Exercise instructions
List every line in the material below that contains the word "flower", and copy each of those lines in full.

Raw data
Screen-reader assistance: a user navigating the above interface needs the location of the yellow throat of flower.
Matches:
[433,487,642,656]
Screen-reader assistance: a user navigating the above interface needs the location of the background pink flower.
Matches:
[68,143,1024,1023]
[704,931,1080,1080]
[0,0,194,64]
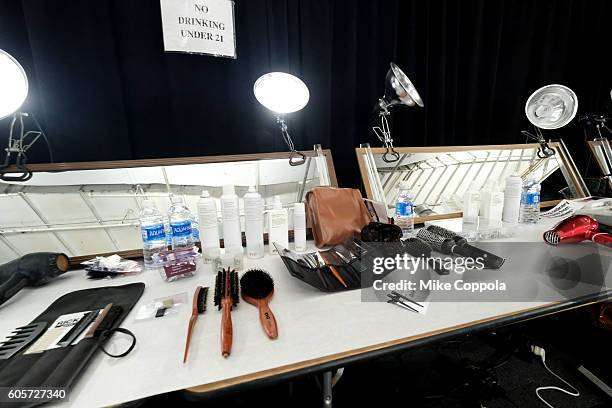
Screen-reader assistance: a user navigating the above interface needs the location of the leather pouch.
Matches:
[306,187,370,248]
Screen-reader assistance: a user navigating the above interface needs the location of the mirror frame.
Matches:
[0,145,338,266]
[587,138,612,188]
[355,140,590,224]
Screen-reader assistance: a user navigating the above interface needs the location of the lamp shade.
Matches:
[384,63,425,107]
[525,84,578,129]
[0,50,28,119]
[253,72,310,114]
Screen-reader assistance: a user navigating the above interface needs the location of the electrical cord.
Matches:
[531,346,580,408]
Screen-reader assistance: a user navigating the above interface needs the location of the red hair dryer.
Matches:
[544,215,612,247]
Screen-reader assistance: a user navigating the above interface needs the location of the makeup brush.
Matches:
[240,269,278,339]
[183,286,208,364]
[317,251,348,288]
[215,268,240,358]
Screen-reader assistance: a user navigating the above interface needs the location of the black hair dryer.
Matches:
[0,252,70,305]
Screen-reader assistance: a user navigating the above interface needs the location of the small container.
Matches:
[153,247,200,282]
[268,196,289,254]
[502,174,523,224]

Solution for this exercise
Screen-reader assistance: a user navigating the above interface needs the location of the yellow throat of flower.
Screen-reader assistance: a user navigating the above interface needs the location of the background pink flower.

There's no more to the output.